* **YOUR GOAL**: Your copy should match the entries below exactly, apart from the images.

=-=-=-=-=

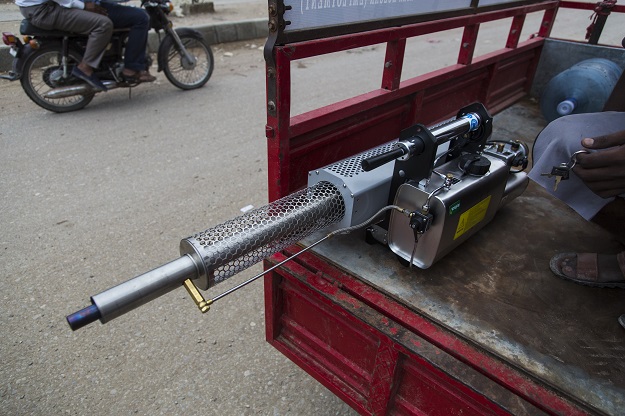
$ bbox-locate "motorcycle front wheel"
[161,33,214,90]
[20,44,94,113]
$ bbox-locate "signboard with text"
[272,0,545,43]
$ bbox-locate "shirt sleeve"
[54,0,86,8]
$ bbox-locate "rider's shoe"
[121,70,156,84]
[71,67,108,92]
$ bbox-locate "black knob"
[458,154,490,176]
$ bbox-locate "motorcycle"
[1,0,214,112]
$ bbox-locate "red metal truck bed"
[263,1,625,412]
[264,100,625,415]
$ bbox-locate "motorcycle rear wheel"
[21,45,94,113]
[161,34,214,90]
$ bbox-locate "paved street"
[0,35,359,414]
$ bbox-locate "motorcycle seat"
[19,19,130,37]
[20,19,82,37]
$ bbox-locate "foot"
[121,69,156,84]
[71,67,107,92]
[549,251,625,288]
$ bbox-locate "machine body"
[67,103,529,329]
[388,156,510,268]
[307,103,528,268]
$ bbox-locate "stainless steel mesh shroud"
[180,181,345,290]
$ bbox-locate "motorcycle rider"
[16,0,155,92]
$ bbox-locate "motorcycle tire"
[20,44,94,113]
[159,30,214,90]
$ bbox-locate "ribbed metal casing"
[180,181,345,290]
[308,142,396,229]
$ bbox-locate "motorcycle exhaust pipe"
[66,181,346,330]
[43,80,120,99]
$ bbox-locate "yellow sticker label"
[454,195,491,240]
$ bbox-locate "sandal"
[121,70,156,84]
[549,251,625,288]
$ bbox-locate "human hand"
[85,2,108,15]
[573,129,625,198]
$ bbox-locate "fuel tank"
[387,155,527,268]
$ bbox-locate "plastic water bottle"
[540,58,623,122]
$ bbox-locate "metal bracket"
[183,279,212,313]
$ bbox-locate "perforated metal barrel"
[180,181,346,290]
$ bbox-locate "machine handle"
[361,147,406,171]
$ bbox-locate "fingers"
[582,129,625,149]
[574,133,625,197]
[574,164,625,198]
[575,144,625,169]
[564,125,625,198]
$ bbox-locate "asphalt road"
[0,39,359,415]
[1,10,624,415]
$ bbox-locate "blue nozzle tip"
[66,304,101,331]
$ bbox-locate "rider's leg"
[19,5,113,74]
[60,8,113,74]
[102,3,150,73]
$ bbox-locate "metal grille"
[181,181,345,290]
[326,142,396,178]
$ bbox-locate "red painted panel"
[281,278,380,380]
[485,51,537,107]
[265,252,522,415]
[420,71,490,120]
[266,247,592,415]
[266,263,379,412]
[288,103,412,193]
[390,357,503,416]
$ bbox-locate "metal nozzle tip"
[66,304,101,331]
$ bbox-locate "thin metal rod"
[211,233,332,303]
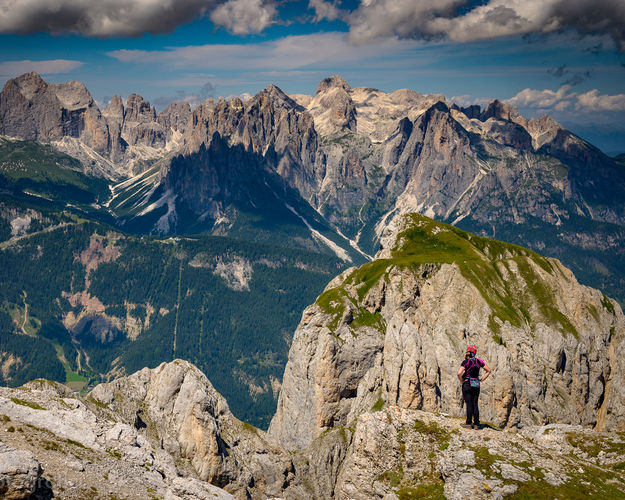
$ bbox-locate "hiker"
[457,345,491,429]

=-=-=-=-=

* **THE ANSWER**:
$ bbox-locate "motorcycle front wheel"
[161,33,214,90]
[20,44,94,113]
$ bbox-locate "signboard with text"
[272,0,545,43]
$ bbox-locate "shirt sleeve"
[54,0,86,8]
$ bbox-locate "rider's shoe"
[121,70,156,84]
[71,67,108,92]
$ bbox-locate "black knob"
[458,154,490,176]
$ bbox-locate "motorcycle"
[1,0,214,112]
$ bbox-locate "red metal truck bed"
[263,1,625,412]
[264,100,625,415]
$ bbox-locate "motorcycle rear wheel"
[21,45,94,113]
[161,34,214,90]
$ bbox-locate "paved street"
[0,35,359,414]
$ bbox-locate "motorcycle seat"
[19,19,130,37]
[20,19,82,37]
$ bbox-locate "foot"
[121,69,156,84]
[71,67,107,92]
[549,251,625,288]
$ bbox-locate "machine body"
[67,103,529,329]
[388,156,510,268]
[307,103,528,268]
$ bbox-locate "stainless steel mesh shroud"
[180,181,345,290]
$ bbox-locate "motorcycle rider"
[16,0,155,92]
$ bbox-locate "motorcycle tire"
[20,44,94,113]
[159,30,214,90]
$ bbox-locate "ribbed metal casing"
[180,181,345,290]
[308,142,396,229]
$ bbox-locate "motorcycle exhaust pipe"
[66,181,346,330]
[43,80,120,99]
$ bbox-locate "yellow sticker label"
[454,195,491,240]
$ bbox-locate "sandal"
[121,70,156,84]
[549,251,625,288]
$ bbox-locate "human hand"
[85,2,108,15]
[573,129,625,198]
$ bbox-locate "fuel tank"
[387,155,527,268]
$ bbox-locate "plastic water bottle"
[540,58,623,122]
$ bbox-locate "metal bracket"
[183,279,212,313]
$ bbox-locate "perforated metal barrel"
[180,181,346,290]
$ bbox-locate "machine handle"
[361,147,406,171]
$ bbox-locate "fingers"
[582,129,625,149]
[574,133,625,197]
[574,164,625,198]
[575,144,625,169]
[564,125,625,198]
$ bbox-locate "asphalt road"
[0,39,359,415]
[1,10,624,415]
$ bbox-locate "blue nozzle tip"
[66,304,101,331]
$ bbox-locate "rider's leg"
[19,5,113,74]
[60,8,113,74]
[102,3,150,73]
$ bbox-locate "metal grille"
[181,181,345,290]
[326,142,396,178]
$ bbox-locate "red painted panel"
[281,278,380,380]
[485,51,537,107]
[265,252,522,415]
[420,71,490,120]
[266,247,592,415]
[266,263,379,412]
[288,103,412,193]
[390,357,503,416]
$ bbox-locate "metal nozzle tip"
[66,304,101,331]
$ bbox-locate "thin metal rod"
[211,233,332,303]
$ bbox-locate "hiker"
[457,345,491,429]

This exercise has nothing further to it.